### What you have to do:
Each entry below is to be restated word for word, with no pictures carried over.

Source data
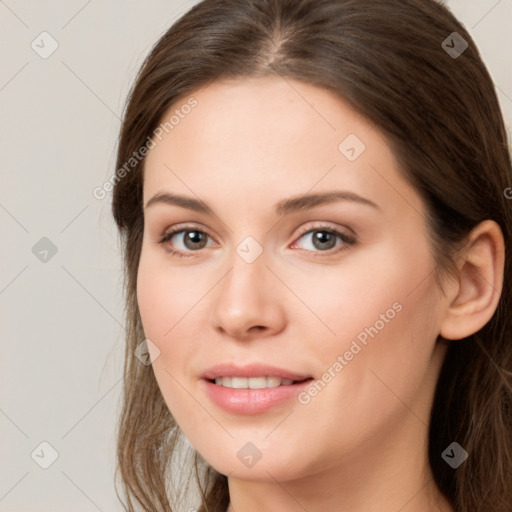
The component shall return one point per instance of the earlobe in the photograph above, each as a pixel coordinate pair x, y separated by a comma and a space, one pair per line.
479, 283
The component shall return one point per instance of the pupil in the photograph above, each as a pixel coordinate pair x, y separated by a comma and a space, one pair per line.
194, 237
322, 237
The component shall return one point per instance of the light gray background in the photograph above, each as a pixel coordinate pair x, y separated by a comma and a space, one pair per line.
62, 320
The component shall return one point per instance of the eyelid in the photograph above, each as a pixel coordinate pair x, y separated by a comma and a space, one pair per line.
348, 240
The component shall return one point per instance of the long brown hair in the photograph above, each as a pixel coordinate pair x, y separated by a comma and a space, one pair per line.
440, 114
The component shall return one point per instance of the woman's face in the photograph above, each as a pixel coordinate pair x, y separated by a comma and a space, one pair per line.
278, 277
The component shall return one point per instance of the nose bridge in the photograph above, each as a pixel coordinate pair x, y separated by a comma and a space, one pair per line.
246, 297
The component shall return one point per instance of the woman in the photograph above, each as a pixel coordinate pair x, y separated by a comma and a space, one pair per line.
370, 374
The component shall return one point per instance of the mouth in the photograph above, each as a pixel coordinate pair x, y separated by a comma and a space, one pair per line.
262, 382
252, 389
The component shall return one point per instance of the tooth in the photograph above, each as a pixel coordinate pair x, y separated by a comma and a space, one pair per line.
239, 382
273, 382
257, 382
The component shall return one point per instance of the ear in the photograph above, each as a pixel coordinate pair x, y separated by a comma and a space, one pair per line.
474, 294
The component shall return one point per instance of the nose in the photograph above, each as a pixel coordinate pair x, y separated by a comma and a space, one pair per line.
248, 302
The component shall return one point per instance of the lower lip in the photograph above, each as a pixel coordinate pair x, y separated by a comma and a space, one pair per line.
251, 401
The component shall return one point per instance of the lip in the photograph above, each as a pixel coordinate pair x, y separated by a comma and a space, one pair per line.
251, 370
251, 401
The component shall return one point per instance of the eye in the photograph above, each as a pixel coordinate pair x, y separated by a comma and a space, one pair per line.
324, 239
191, 240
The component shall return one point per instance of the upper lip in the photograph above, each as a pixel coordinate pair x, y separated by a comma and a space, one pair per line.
251, 370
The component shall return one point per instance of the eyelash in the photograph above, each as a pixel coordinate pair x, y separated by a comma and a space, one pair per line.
346, 239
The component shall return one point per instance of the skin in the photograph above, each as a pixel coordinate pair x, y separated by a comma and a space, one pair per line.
361, 443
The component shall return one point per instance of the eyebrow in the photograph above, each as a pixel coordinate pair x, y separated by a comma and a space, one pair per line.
284, 207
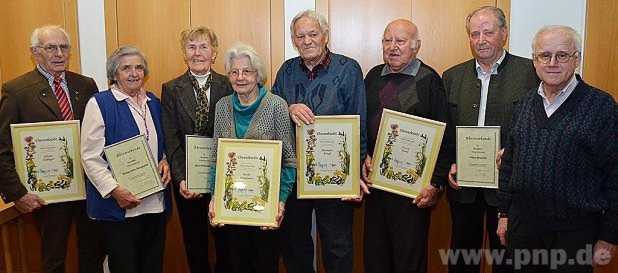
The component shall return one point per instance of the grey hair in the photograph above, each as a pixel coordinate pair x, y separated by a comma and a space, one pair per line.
243, 50
113, 61
312, 14
35, 38
569, 32
497, 12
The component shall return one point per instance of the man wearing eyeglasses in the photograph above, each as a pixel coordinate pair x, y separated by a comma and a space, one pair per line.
48, 93
481, 92
559, 177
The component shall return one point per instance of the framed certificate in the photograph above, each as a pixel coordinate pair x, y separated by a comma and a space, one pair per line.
328, 157
405, 153
133, 166
476, 156
247, 182
48, 161
201, 158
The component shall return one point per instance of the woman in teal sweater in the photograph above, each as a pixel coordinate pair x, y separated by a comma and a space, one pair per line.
252, 112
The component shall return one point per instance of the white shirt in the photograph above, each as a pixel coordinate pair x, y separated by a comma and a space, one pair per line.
93, 141
485, 77
201, 81
551, 107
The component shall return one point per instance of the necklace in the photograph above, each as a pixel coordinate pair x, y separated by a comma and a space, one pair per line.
143, 114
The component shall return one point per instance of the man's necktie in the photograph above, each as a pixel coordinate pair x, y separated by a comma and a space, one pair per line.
201, 112
63, 101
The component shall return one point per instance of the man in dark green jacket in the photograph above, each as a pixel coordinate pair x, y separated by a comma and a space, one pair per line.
481, 92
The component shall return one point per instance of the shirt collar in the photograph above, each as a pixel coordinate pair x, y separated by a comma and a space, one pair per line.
494, 67
411, 69
566, 90
48, 75
312, 74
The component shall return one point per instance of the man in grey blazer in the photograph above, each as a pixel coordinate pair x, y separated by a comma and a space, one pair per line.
189, 109
481, 92
48, 93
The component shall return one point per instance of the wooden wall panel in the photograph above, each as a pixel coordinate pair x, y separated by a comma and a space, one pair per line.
443, 31
17, 26
237, 21
357, 27
154, 29
600, 55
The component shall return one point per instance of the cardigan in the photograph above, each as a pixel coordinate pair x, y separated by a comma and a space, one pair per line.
560, 172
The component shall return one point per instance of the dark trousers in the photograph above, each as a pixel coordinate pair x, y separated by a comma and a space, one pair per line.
54, 222
396, 234
252, 250
194, 222
468, 232
334, 225
568, 251
136, 245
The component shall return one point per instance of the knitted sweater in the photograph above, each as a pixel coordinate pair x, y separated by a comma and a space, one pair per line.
560, 172
338, 89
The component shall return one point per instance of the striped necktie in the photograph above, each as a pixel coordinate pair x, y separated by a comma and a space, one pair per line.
63, 101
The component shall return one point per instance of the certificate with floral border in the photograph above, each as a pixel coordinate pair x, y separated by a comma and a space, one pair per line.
405, 153
48, 161
200, 159
328, 157
247, 182
133, 166
477, 147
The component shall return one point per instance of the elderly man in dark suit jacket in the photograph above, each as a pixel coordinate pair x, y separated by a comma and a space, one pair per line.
481, 91
48, 93
188, 109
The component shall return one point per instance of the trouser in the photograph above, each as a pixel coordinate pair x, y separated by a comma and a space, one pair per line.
54, 223
334, 226
536, 251
193, 216
252, 250
468, 232
136, 245
396, 233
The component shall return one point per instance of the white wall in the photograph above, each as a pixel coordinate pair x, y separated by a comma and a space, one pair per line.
528, 16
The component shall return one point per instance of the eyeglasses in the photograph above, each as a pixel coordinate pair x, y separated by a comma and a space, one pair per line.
54, 48
245, 72
561, 56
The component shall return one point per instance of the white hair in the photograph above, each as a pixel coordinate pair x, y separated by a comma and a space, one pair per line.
569, 32
244, 50
35, 38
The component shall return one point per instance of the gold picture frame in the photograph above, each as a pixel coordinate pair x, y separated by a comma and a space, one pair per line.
247, 182
328, 158
48, 160
405, 153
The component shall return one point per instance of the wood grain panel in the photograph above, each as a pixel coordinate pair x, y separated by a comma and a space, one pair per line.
19, 18
235, 21
154, 29
600, 55
443, 30
357, 27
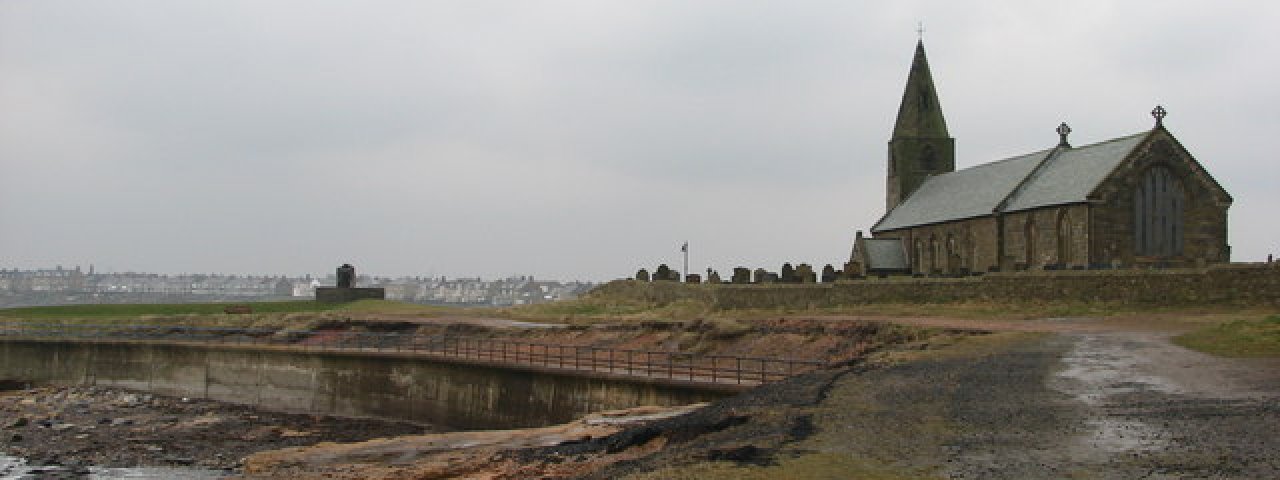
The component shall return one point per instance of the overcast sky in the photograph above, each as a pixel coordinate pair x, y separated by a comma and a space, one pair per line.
570, 140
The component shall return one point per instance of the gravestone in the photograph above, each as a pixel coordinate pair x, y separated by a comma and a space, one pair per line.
789, 274
346, 275
804, 274
760, 275
346, 289
828, 274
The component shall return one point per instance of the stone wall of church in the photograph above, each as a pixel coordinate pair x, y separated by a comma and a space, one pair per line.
1203, 210
951, 248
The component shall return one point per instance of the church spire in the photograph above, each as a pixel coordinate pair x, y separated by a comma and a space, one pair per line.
920, 113
920, 145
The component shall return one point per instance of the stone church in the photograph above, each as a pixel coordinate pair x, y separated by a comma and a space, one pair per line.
1134, 201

### Output of the exercise:
The component shall return one point per instance of the earlobe in the photograph above, each as a pixel coordinate pair x, y separated by a comma and a space, one pair per line.
479, 283
The component shall return one point per instance of the pupil in the photograph above, each as a pixel coordinate pair x, y separated by a comma and a space, one pair per line.
194, 237
322, 237
The component shall return one point per instance of the light gray background in the photograph above, each as a pixel coordinate pair x, y separated by a comma and a space, one pair per line.
62, 320
The component shall return one point per instance of the eyelid in the photograph above, each as a pixel coordinate pair x, y separated by a comma and a space, one pair per line.
348, 240
The component shall return one point per instance of the long brown hair in the photograph above, each as a pixel coordinate pair x, y separated by a comma and a space, one pair per line.
440, 114
The component shall return one point per instance of the woman's face in the photograph above, each as a pixel coordinate pair x, y separated by a comma and a space, one pair per line.
278, 277
The component shall return one point per instance of the nose bridge in the photograph above, each as a pixel coordinate pair x, y separated by a comma and a space, one pair per line.
246, 297
The component shall return one point per instance of the woman in the photograph above, each as a pixel coordinate pair x, y separated by a comma and a space, one pair per line.
370, 374
The component shall return one point per instance of the mouth in the photograph above, each as a pixel coordinate pair x, y separated by a comma and a space, one pair per line.
262, 382
252, 389
The component shall return one point per instance of the tooth in the photograph above, each as a pixel coordinate pair x, y separated by a comma and a space, one pair per line.
239, 382
273, 382
257, 382
The component shall return one point per instance of the ear in the photograph above, each as a pixel coordinate pair x, y separated by a comma and a space, one pair per line.
474, 294
The component shall return one point per instance of the nose in the photograph above, each as a pixel coordinate pair x, y separated by a comma and a space, one pair per line.
248, 302
The component shall return one point per instance of the lower lip in the photograph above, each as a pixel coordinate pair x, y separated by a comma and a space, one pair per line.
251, 401
The component shall return one point per instance of the lip in the photograph above, each as a pixel coordinate pair x, y separated by a comma and a space, one pair per line.
251, 370
251, 401
The component shall return one point per instance of the eye in the photograph above, each as a pixel coordinate pair x, y separated by a comma and a space, one pair per line.
324, 239
191, 240
The component shall return one point per instance of the upper lip in the photograph above, each as a pixel coordinate pair x, y separated by a comma and a space, one pair per line.
251, 370
The component shall return one point per instance of the eyelash in the photograph above, each as a pixel coordinate pair x, y separated by a comma and a space, one pair per line.
346, 239
The component shall return one point per instance of the skin in the photograph above, each as a pixel coordinate pair x, y separated by a comma and a space, one pair per line.
361, 443
The component shall return one point per instance of the eyebrow in the photograph above, each as a pixel coordinate pair x, y separated by a comma and a space, one pair per line.
284, 207
The component shall return one point per instance of the grey hair in the photograph above, each as a pixel coordinate pair x, y separated by a comma and a space, one pair per line.
243, 50
113, 61
312, 14
35, 38
569, 32
497, 12
The component shall return one point per instance of the man wearing eyeglasses in the photograph above, each as a pixel coordinate pair x, y separated by a comma and a space, one pair per line.
48, 93
481, 92
559, 177
The component shall return one point per instance of the framed certificate in the photograph above, each as a pixel coordinate pair x, y separated by a comma and a space, one pair per line.
328, 157
405, 153
133, 166
476, 156
247, 182
48, 161
201, 158
The component shall return one point per instance of the woman in teal sweater in the photograph above, each as a pixel coordinate pair x, y separated by a comma and a space, one pair per line.
252, 112
The component shall return one point per instance of the white shirt in the photograph above, each as a pixel coordinate pair x, y separated by a comma and a space, one pair per line.
93, 141
485, 77
201, 81
551, 107
The component shall return one point per instance of the necklace in the photograph above, each as a pixel coordinate pair x, y separated by a comma and a space, one pair per line.
143, 114
The component shall return one point per instance of the man's necktie in the photograph above, each as a pixel coordinate pair x, y separated by a comma and a space, one pair per line.
201, 112
63, 101
The component shall return one point per instance of the man in dark green jacket in the photograph above, each as a pixel coordinate pair x, y separated by a comma and a space, one pair per line.
481, 92
The component shall return one point per instance of the shirt collar in the photograph above, each as a pixel coordinate pair x, y separated by a comma and a space, one pair per line.
494, 67
411, 69
566, 90
48, 75
312, 74
The component shall return one point per instance of the man in grey blazer in the photograph above, each as a pixel coordinate pair x, y separated by a comma and a space, one pair per line.
189, 109
481, 92
48, 93
The component shall return one point per instance of the wooden wall panel in the photograph above, each as a pixel coordinate pair x, y separated by a comma and a space, one pair per line.
443, 31
17, 26
237, 21
357, 27
154, 29
600, 55
The component shall return one point per instance of the cardigan in the photograph above, each as a pixel coordinate pair x, y separated by a comma and a space, one pair per line.
560, 172
The component shall return one point per instance of the dark trousers in the photograph above, each as a pixel coordinate pair x, y separated by a comma and a space, one pair per line.
54, 222
396, 234
252, 250
194, 222
468, 232
334, 225
568, 251
136, 245
The component shall return one point per instance of the knitted sweater in the photograph above, each as a pixel coordinate pair x, y separated by a comma and a space, one pair per line.
560, 172
338, 89
The component shall return one point per instance of the striped necktie in the photograph above, each as a pixel coordinate pair x, y separated by a comma and a space, one pair per line.
63, 101
The component shall return one point per instance of the certificate with floral border in the photograph above, each as a pixel coordinate pair x, y separated by a comma and a space, one pair per line.
405, 153
48, 161
200, 159
328, 157
247, 182
133, 166
477, 147
The component shall return one point per instance of the elderly man in dark suit jacket in the photograph above, each as a pixel coordinate pair x, y separated by a comma and a space, one pair per line.
481, 91
48, 93
188, 109
The component shall return one point per instance of the trouser in the photograph above, each as a pixel coordinate pair x, y separated by a comma and a space, one pair per line.
54, 223
334, 226
536, 251
193, 216
252, 250
468, 232
136, 245
396, 233
The component shall return one point per instance of the white wall in the photograph above, each as a pixel coordinate pair x, y separated by a comma and a space, one pair per line.
528, 16
The component shall return one point per instance of the eyeglasses in the photograph above, each as a pixel coordinate pair x, y separated by a comma and a space, one pair per line.
54, 48
245, 72
561, 56
The component shall return one point per instance of the white hair in the photograph above, each as a pixel coordinate pair x, y separated by a comma and a space, one pair per line.
569, 32
244, 50
35, 38
The component shall return one point per instance of the gold picture frame in the photograph above, each as a pixel coordinate pair x, y separated by a comma and a space, one pair per line.
247, 182
328, 158
48, 160
405, 153
The component shall return one point per instance of the wood grain panel in the photograph above, each as a pixel coordinate pair x, y separated by a comma and a space, one pair per line.
19, 18
235, 21
154, 29
600, 55
443, 30
357, 27
The component shall return one point per instance of the overcast sky in the photograph above, each as a pixel coordinate pair x, y separated by a comma and a space, one pair per line.
570, 140
The component shall return one point per instance of the gravestone in the photograph above, each as a pixel coordinate pair x, y separated by a comma and a space, one pair per line.
789, 274
346, 275
804, 274
760, 275
346, 289
828, 274
The component shall return one point per instance of the stone wall of church in the photograph above, each as a pixel coordinate pair x, y separated by a comma and a space, one pair per line.
1203, 210
951, 248
The component shall return one point per instance of the church spire in the photograph above, each as a pixel coordinate pair x, y separated by a comma and a space, one pair per line.
920, 113
920, 145
The component shall return one point per instance of the stone church in the photograph above, each as a pixel coordinate pair x, y separated by a comma and a space, one pair per line.
1134, 201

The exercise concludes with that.